Task instructions
Using the entries below, output exactly the line containing "[point] every instance of the ceremonial" and all lines that follow it to the end.

Given information
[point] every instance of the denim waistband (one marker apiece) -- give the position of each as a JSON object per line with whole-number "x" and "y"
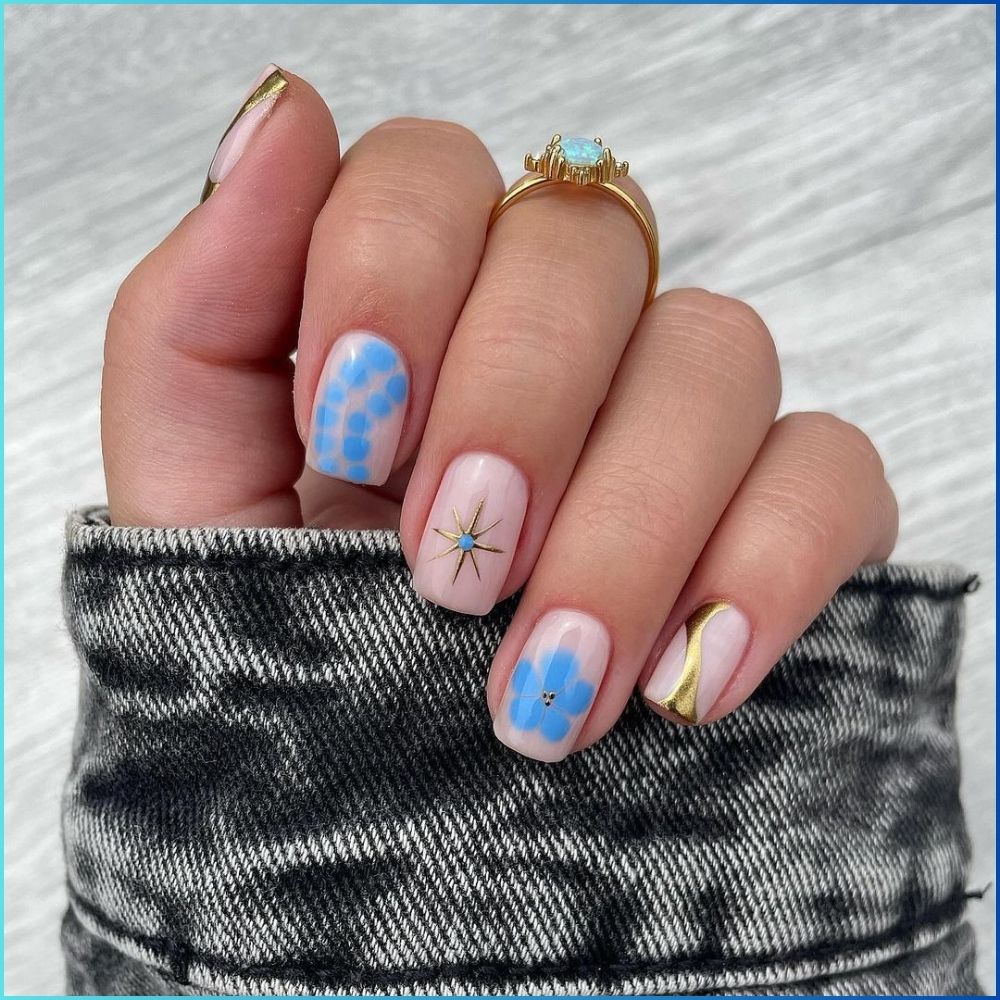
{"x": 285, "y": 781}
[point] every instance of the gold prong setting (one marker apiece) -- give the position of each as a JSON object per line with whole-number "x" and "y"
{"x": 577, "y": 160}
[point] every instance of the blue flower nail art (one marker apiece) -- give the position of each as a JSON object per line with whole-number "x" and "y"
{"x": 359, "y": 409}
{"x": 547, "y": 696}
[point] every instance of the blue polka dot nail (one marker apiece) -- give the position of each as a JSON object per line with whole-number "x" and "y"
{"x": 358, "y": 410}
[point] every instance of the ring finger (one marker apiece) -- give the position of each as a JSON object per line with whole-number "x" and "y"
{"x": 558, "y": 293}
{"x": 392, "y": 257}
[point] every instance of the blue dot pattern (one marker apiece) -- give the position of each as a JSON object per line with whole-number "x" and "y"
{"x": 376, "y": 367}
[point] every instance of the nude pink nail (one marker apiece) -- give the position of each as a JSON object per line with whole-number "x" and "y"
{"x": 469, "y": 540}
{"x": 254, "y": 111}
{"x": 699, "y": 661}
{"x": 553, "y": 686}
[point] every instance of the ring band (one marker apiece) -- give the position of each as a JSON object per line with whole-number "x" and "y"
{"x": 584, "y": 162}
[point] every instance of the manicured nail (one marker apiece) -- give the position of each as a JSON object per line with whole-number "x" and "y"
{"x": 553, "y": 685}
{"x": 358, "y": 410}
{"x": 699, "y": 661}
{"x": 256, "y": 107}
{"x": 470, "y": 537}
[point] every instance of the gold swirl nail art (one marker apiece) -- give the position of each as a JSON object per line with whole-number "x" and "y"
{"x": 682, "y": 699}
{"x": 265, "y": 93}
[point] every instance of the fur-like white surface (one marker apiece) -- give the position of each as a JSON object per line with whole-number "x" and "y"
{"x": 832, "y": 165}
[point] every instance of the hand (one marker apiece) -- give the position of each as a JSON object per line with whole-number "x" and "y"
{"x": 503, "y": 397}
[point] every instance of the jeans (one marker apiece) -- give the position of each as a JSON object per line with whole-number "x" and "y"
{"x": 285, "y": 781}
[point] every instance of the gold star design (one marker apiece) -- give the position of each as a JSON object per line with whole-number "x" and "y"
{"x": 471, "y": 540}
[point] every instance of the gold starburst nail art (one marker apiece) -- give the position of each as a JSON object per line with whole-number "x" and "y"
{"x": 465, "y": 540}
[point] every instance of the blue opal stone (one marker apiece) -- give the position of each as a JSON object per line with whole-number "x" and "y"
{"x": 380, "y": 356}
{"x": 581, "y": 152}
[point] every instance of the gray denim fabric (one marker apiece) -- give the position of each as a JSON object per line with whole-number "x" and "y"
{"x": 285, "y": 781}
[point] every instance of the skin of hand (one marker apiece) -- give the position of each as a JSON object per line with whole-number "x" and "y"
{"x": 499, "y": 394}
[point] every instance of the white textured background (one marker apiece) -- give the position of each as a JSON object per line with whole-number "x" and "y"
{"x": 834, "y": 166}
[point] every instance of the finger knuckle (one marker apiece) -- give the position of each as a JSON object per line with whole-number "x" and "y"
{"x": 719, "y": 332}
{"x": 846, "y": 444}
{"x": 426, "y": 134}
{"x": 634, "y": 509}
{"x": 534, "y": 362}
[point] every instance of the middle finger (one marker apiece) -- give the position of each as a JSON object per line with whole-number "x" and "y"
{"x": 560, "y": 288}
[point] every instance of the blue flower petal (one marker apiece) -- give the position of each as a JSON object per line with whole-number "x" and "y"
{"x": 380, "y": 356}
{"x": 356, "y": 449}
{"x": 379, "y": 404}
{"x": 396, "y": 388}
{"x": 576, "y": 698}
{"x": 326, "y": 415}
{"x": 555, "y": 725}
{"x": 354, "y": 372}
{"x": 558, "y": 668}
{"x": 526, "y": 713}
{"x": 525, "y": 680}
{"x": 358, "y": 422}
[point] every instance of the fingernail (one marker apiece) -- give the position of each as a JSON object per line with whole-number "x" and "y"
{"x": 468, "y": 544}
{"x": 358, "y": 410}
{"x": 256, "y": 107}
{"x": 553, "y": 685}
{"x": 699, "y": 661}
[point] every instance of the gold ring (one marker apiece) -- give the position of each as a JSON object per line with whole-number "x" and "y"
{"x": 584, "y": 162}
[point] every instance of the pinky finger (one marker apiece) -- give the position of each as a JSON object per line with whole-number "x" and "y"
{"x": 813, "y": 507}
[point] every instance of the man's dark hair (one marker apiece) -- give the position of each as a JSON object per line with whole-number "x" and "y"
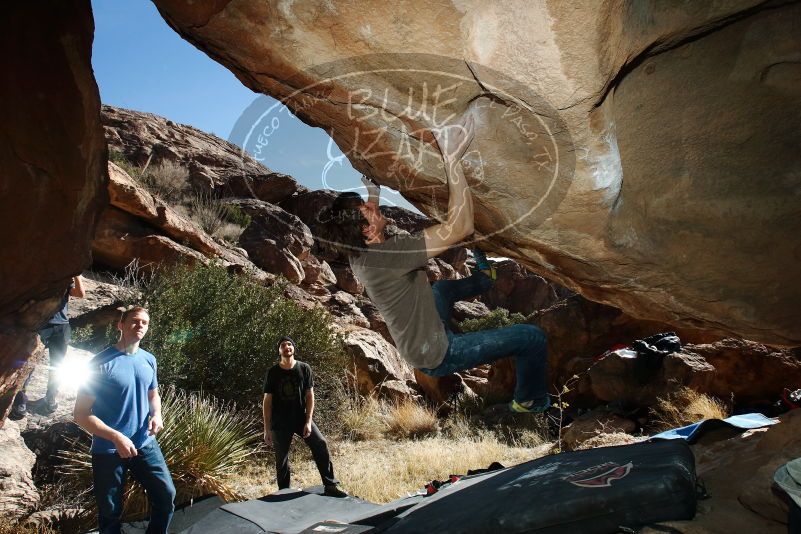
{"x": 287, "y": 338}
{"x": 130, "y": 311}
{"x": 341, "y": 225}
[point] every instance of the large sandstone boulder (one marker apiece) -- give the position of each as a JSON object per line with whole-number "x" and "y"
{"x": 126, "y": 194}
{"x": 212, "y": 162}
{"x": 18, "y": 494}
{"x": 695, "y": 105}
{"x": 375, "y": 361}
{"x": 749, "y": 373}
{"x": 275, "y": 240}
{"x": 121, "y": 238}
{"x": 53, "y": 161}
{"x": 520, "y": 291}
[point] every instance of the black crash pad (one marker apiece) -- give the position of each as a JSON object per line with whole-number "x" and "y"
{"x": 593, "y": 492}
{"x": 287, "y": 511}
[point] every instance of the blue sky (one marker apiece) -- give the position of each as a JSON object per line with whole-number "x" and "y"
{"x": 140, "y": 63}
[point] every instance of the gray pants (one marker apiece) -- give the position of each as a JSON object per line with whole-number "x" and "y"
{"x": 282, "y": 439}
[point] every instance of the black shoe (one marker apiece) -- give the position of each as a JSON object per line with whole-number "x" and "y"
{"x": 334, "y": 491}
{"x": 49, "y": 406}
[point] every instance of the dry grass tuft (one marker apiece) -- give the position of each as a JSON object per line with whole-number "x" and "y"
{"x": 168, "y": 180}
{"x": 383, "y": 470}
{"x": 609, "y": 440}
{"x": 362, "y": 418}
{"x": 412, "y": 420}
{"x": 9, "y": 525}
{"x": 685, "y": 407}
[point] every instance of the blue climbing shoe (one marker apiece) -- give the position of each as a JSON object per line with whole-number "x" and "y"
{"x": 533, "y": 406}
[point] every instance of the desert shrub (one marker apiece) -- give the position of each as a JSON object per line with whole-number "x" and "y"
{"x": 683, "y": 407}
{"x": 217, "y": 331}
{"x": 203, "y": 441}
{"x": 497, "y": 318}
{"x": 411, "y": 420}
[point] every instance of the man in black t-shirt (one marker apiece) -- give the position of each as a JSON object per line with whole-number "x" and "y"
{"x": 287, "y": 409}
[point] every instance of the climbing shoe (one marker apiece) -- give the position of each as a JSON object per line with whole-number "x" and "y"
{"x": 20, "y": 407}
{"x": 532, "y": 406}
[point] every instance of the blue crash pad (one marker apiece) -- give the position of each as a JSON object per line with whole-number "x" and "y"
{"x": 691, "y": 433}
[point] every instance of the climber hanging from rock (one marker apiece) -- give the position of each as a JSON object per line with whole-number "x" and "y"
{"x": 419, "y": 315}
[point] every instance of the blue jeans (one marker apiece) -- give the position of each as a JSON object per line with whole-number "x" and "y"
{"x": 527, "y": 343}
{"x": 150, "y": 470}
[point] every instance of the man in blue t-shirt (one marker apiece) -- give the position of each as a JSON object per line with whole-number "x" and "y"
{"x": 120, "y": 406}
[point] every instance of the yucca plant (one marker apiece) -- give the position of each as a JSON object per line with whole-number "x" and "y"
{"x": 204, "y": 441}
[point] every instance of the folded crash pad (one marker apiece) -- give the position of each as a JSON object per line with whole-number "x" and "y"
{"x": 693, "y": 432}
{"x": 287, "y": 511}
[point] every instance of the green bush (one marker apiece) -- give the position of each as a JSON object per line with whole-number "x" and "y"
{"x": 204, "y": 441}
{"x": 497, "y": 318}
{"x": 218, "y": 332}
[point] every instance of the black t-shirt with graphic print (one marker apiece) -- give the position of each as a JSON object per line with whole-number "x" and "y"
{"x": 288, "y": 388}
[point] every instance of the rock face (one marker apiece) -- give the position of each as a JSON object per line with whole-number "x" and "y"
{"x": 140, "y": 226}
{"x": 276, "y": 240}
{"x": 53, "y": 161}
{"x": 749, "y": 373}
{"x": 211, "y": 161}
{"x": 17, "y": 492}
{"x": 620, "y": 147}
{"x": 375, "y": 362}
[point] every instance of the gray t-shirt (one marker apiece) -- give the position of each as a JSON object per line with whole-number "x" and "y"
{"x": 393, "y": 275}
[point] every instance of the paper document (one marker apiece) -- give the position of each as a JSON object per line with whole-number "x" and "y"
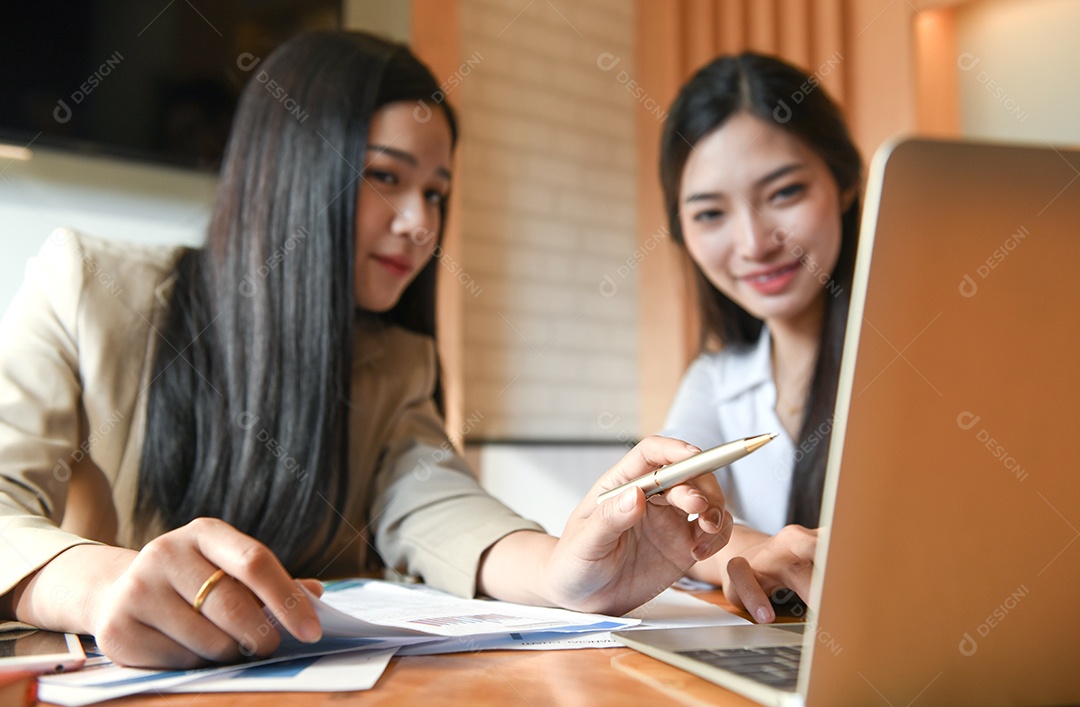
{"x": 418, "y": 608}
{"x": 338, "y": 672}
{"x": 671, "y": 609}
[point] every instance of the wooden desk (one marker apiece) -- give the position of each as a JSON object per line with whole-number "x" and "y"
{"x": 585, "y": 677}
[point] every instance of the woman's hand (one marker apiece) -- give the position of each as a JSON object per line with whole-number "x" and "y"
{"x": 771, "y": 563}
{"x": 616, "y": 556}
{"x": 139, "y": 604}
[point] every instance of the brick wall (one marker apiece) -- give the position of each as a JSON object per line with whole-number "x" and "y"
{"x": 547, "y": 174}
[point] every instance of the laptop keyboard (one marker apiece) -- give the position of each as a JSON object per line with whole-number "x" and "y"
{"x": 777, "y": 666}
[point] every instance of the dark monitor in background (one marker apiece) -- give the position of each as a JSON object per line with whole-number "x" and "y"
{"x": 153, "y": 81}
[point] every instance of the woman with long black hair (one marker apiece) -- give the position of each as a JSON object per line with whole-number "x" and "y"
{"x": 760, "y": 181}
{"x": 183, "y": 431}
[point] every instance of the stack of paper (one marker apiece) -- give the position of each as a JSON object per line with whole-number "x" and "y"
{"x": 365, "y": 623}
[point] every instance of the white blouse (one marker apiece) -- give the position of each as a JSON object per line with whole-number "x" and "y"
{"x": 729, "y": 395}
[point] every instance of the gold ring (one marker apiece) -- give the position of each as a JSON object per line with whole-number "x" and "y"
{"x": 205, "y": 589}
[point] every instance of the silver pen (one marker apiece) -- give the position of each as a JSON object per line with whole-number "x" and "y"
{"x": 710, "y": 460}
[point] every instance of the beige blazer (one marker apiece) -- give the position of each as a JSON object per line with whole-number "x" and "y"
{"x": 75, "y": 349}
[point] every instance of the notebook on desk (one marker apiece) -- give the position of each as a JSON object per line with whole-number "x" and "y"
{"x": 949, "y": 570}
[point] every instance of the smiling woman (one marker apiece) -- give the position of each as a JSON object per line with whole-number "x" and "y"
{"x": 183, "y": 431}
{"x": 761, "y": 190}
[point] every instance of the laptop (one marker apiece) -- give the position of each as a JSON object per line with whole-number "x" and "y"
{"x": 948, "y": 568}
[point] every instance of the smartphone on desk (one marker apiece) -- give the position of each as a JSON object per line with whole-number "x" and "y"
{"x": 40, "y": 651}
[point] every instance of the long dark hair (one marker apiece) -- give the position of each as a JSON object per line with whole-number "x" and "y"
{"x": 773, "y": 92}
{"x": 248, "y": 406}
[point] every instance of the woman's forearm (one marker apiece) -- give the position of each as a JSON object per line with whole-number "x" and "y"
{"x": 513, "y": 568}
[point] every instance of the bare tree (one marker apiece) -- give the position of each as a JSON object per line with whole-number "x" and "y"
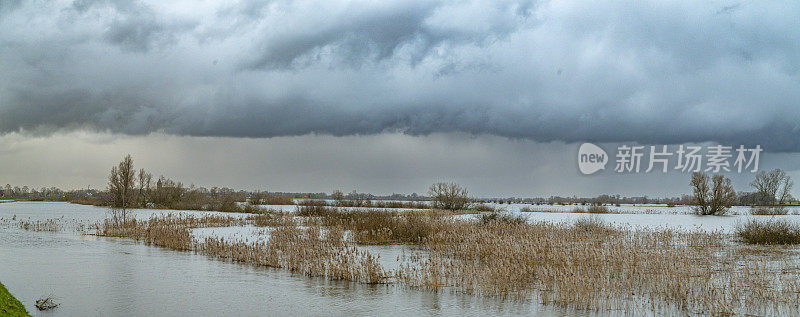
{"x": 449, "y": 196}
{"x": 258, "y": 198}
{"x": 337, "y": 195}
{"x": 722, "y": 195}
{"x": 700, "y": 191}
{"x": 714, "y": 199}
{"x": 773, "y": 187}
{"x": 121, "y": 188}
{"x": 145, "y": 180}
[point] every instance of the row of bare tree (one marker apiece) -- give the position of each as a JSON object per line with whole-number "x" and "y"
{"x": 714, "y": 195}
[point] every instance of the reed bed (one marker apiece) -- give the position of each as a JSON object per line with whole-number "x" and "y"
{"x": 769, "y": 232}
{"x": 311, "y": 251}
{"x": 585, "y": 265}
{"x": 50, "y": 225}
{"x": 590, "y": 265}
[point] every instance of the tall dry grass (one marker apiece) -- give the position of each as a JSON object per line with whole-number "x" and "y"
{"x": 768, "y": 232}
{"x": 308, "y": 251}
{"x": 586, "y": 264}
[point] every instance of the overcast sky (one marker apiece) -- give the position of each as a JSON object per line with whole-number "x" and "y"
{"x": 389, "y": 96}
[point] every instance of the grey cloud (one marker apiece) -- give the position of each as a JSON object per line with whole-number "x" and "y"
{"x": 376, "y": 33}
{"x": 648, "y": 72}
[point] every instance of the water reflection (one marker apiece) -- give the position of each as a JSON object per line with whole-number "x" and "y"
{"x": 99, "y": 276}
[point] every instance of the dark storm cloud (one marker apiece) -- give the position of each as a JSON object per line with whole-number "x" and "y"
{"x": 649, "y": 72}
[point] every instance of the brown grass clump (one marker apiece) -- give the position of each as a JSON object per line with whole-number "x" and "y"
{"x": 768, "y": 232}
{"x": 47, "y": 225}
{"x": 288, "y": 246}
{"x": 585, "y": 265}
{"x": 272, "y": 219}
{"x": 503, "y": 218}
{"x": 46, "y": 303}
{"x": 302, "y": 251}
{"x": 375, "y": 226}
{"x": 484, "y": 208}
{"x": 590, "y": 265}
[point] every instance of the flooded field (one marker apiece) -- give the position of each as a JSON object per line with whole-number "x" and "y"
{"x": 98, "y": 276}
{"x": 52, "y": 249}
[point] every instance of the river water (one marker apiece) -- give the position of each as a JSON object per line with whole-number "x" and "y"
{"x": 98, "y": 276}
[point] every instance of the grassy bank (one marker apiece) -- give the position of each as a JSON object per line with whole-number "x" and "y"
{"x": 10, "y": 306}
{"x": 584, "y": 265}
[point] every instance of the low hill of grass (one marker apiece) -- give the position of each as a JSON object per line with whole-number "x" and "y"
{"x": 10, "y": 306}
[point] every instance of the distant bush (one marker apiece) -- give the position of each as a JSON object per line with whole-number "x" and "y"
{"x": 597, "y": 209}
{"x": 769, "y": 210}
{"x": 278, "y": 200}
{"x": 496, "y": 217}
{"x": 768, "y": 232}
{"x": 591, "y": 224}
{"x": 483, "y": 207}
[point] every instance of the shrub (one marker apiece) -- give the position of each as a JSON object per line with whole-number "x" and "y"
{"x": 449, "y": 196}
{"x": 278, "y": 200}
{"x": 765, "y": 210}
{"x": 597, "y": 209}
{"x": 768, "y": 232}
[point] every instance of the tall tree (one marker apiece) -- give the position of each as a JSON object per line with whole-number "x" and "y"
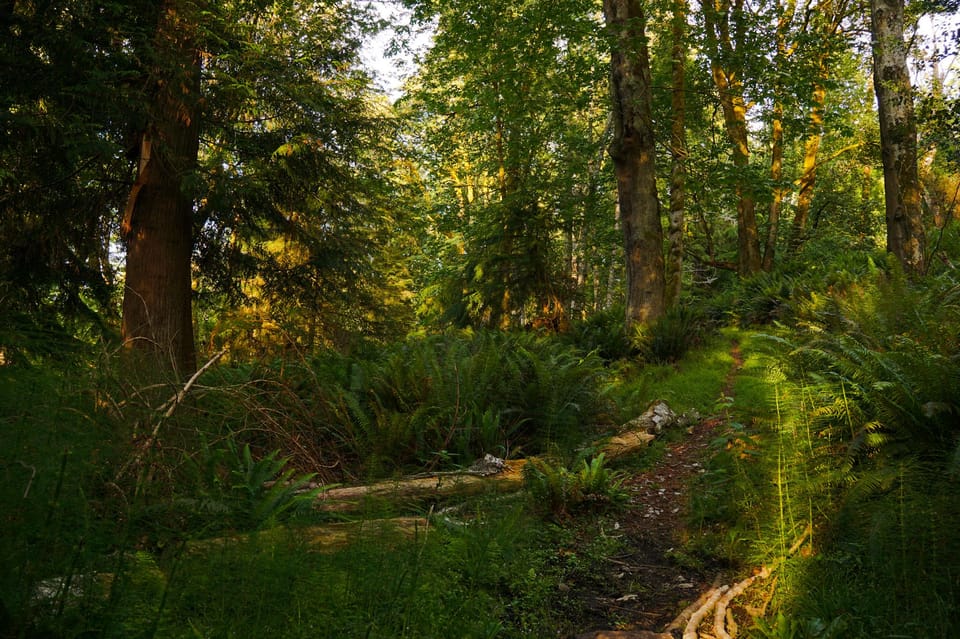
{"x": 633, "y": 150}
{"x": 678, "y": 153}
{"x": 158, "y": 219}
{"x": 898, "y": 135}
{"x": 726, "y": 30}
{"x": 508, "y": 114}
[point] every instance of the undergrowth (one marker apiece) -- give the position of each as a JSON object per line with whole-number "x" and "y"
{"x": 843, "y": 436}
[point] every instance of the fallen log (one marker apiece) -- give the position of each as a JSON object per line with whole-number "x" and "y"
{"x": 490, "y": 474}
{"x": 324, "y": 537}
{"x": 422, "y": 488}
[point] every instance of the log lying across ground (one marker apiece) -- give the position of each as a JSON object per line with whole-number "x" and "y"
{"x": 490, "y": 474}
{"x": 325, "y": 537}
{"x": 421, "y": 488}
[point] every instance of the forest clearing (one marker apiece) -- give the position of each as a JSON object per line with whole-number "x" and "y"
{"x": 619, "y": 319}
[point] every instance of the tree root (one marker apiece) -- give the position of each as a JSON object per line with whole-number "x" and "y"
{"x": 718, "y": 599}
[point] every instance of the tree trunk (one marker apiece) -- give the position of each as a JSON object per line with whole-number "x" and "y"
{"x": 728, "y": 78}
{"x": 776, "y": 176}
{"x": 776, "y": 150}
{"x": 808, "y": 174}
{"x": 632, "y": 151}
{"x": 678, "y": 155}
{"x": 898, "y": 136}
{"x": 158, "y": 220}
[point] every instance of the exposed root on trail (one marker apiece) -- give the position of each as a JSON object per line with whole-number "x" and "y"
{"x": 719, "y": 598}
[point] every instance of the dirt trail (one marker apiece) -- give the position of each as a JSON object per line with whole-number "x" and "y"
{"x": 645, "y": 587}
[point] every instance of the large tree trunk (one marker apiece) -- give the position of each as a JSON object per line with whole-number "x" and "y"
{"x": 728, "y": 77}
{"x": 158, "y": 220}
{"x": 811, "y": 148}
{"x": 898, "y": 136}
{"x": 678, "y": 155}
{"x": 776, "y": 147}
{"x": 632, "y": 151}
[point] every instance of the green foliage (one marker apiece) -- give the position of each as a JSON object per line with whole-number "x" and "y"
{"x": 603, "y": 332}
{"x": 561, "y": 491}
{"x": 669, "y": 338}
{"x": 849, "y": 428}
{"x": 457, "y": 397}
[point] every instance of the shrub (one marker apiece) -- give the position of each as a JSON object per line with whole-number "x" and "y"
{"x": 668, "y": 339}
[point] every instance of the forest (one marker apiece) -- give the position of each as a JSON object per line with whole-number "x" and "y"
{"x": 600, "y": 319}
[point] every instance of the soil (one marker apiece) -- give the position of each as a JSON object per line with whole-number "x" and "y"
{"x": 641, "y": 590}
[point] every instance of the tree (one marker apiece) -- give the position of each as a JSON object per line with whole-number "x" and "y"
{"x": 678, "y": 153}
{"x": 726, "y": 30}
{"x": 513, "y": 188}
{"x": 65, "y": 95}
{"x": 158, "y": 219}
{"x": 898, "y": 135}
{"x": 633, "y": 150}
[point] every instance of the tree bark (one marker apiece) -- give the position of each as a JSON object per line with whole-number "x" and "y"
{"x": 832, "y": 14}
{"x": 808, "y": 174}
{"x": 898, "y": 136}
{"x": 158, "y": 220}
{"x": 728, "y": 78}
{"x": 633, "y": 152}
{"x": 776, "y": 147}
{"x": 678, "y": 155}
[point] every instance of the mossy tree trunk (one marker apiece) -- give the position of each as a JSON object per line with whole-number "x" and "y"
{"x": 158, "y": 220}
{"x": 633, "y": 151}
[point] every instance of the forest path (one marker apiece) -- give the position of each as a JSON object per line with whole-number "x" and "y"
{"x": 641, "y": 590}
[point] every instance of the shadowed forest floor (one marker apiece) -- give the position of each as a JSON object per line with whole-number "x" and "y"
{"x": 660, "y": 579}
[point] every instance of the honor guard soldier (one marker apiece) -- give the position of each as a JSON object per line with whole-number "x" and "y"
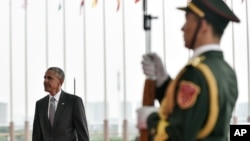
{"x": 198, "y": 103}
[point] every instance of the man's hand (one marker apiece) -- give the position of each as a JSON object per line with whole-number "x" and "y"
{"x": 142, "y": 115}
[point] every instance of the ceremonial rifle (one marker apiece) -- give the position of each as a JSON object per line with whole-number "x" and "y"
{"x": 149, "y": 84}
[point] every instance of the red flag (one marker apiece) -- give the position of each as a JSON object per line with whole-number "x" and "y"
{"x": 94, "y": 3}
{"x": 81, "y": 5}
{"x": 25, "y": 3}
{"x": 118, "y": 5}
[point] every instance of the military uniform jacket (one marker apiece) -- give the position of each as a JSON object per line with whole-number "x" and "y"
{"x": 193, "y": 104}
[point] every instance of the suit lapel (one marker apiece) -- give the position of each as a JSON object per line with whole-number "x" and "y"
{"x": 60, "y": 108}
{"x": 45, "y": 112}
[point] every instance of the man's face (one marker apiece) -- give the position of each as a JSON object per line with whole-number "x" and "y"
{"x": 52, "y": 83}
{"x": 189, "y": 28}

Problem solution
[point] every instance of the ceremonial rifle (one marker apiece) -- give the position of each as a JSON object per line with whole-number "x" and "y"
{"x": 149, "y": 84}
[point] every instance of the red flag (one marker apiece) -- give the position of each as a JSON object per line with whole-number "x" and "y"
{"x": 94, "y": 3}
{"x": 81, "y": 5}
{"x": 25, "y": 3}
{"x": 118, "y": 5}
[point] every instance of the military uniform jacket (one marker apiece) -- give the position of each as a JSON object per line with whole-number "x" and "y"
{"x": 193, "y": 104}
[point] every instance of the suit lapel (one marker apiece) -- give the position of each as a JSON object per line with whole-number "x" and "y"
{"x": 60, "y": 108}
{"x": 45, "y": 112}
[point] every instance of the man's face (one marker apiece) -- give the position of each as a JSON object per line with whole-number "x" and "y"
{"x": 52, "y": 83}
{"x": 189, "y": 28}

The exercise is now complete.